In the records below, put the stretch from the line containing "Pin each instance of the sky" through the line containing "column 178, row 168" into a JSON list of strings, one string per line. Leave out blank lines.

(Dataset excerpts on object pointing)
━━━━━━━━━━

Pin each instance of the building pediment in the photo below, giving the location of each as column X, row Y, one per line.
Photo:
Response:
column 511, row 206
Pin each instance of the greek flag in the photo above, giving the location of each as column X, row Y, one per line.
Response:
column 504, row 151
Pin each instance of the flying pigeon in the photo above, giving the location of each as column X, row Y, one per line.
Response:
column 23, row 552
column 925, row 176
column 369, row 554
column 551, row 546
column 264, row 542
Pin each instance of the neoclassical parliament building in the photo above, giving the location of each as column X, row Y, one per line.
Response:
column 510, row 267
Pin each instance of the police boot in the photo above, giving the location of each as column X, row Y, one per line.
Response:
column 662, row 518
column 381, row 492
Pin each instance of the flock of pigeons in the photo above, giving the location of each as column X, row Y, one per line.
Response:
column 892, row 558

━━━━━━━━━━

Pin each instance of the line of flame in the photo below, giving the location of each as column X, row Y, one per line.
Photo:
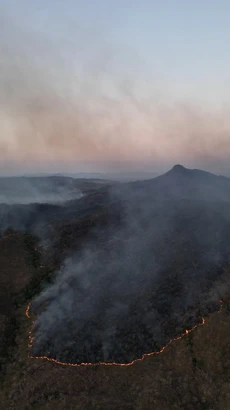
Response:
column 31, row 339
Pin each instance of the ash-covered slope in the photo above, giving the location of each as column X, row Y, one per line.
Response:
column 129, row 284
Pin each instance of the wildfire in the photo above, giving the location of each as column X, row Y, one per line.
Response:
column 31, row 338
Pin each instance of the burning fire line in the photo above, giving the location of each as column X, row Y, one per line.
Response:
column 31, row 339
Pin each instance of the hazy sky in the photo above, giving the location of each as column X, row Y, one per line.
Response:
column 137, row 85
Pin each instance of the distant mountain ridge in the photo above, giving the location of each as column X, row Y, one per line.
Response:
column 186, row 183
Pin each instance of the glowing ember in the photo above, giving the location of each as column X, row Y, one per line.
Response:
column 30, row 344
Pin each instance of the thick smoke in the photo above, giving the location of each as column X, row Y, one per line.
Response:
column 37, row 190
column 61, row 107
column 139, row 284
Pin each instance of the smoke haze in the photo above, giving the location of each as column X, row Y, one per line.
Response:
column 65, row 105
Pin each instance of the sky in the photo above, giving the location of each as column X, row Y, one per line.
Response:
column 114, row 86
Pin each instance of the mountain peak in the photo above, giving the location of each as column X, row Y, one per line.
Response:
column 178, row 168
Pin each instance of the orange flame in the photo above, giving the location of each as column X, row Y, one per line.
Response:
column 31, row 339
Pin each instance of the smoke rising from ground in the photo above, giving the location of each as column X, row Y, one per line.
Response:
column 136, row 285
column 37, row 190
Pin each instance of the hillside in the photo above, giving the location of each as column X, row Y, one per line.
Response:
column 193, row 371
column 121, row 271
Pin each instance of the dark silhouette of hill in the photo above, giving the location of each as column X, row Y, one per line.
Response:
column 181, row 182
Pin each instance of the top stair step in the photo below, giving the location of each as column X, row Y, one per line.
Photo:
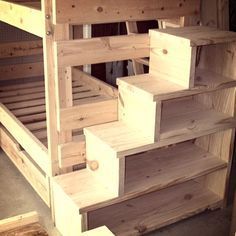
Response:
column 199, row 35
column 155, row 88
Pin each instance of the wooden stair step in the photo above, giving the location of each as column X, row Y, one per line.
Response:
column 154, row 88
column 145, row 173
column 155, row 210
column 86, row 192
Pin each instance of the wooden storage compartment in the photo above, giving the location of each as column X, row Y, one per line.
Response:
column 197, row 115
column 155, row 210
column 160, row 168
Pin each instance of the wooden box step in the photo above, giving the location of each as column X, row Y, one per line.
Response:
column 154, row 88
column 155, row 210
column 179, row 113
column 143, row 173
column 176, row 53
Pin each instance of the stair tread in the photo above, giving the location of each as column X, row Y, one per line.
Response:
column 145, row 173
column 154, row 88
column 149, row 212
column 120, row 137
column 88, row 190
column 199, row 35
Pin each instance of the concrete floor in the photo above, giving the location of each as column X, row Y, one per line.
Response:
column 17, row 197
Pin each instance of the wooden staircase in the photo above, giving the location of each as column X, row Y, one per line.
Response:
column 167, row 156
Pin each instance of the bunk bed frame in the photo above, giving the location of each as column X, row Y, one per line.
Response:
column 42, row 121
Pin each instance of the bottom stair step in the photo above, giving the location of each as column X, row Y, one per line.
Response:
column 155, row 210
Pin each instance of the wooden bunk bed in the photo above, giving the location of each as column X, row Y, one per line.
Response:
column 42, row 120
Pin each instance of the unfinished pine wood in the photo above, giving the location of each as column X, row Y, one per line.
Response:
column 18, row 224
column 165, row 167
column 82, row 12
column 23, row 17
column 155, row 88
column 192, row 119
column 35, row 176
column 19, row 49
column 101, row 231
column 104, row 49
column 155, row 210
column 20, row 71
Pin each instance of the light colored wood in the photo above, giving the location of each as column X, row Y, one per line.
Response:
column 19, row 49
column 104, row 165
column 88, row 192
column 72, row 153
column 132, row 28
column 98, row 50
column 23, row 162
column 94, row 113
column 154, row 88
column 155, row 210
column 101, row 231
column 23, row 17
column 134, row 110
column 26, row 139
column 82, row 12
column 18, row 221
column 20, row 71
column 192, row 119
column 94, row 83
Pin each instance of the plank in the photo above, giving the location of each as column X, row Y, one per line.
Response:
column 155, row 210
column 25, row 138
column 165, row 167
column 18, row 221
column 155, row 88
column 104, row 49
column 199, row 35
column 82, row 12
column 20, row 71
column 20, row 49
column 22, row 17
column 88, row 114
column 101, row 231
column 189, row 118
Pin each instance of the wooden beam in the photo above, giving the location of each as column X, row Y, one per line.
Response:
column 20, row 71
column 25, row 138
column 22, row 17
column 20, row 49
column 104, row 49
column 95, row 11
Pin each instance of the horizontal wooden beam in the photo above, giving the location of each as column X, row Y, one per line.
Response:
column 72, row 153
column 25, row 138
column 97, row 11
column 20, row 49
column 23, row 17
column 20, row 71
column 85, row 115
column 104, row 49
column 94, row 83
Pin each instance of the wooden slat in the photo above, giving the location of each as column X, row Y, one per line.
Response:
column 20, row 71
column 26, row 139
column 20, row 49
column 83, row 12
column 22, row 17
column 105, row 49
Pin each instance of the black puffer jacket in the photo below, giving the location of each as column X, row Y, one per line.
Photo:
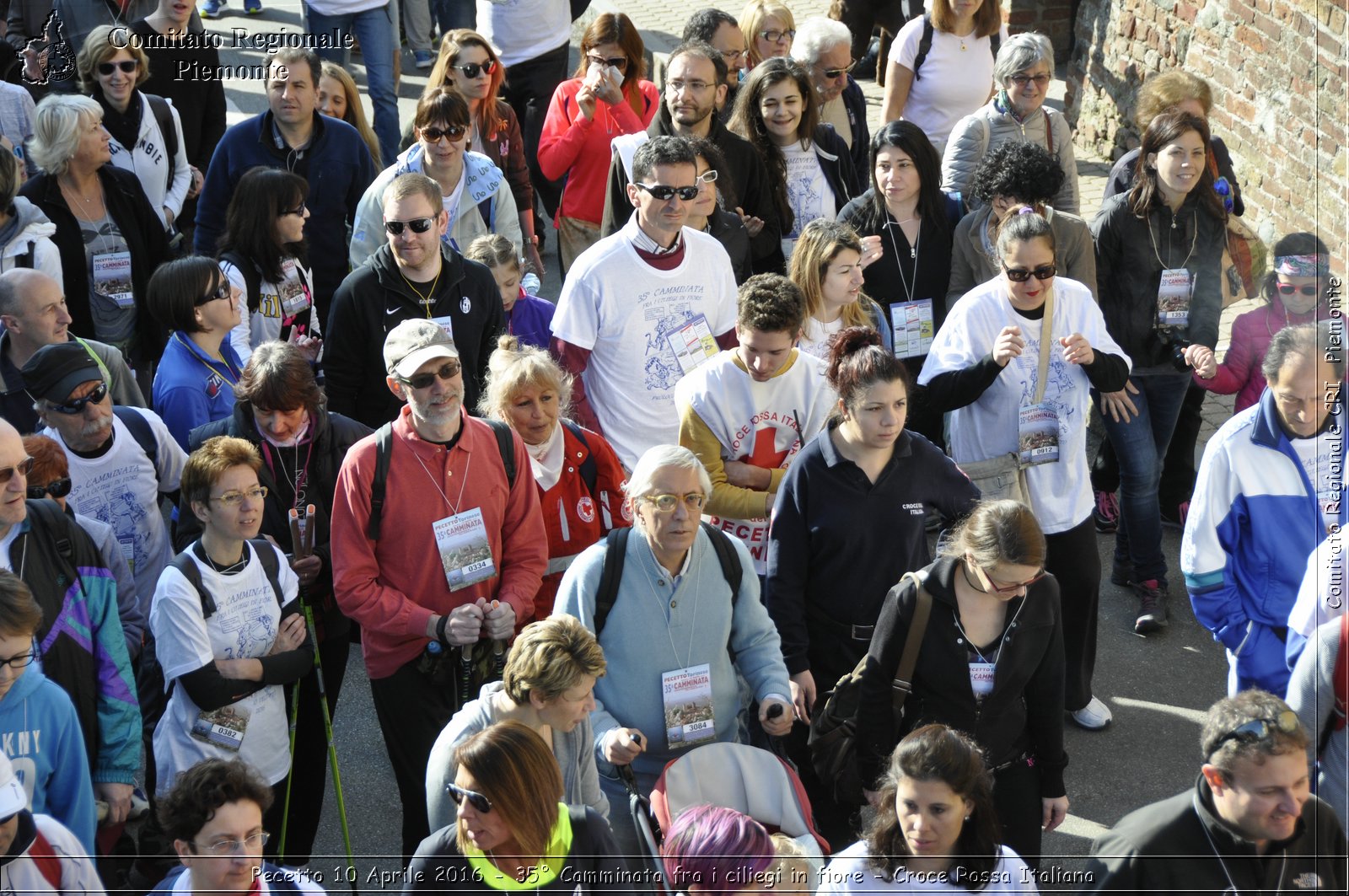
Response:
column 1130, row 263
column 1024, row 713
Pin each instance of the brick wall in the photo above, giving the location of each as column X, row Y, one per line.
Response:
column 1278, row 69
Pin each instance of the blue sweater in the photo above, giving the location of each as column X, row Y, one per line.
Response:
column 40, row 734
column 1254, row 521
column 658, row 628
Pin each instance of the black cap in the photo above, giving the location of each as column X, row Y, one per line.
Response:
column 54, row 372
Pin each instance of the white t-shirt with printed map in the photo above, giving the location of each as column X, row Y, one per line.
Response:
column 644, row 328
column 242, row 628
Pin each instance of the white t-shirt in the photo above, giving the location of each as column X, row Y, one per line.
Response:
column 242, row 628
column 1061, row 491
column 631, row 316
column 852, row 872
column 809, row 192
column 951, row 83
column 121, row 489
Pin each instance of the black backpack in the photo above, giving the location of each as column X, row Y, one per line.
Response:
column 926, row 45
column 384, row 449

━━━━━━━━━━

=== Exercise output ===
[
  "Pin each instance of the sky in the photo above, giving the location of each as column X, row Y, one per line.",
  "Response:",
  "column 114, row 86",
  "Pin each instance of the mountain peak in the photo above, giving the location of each as column X, row Y, one per line.",
  "Response:",
  "column 178, row 168"
]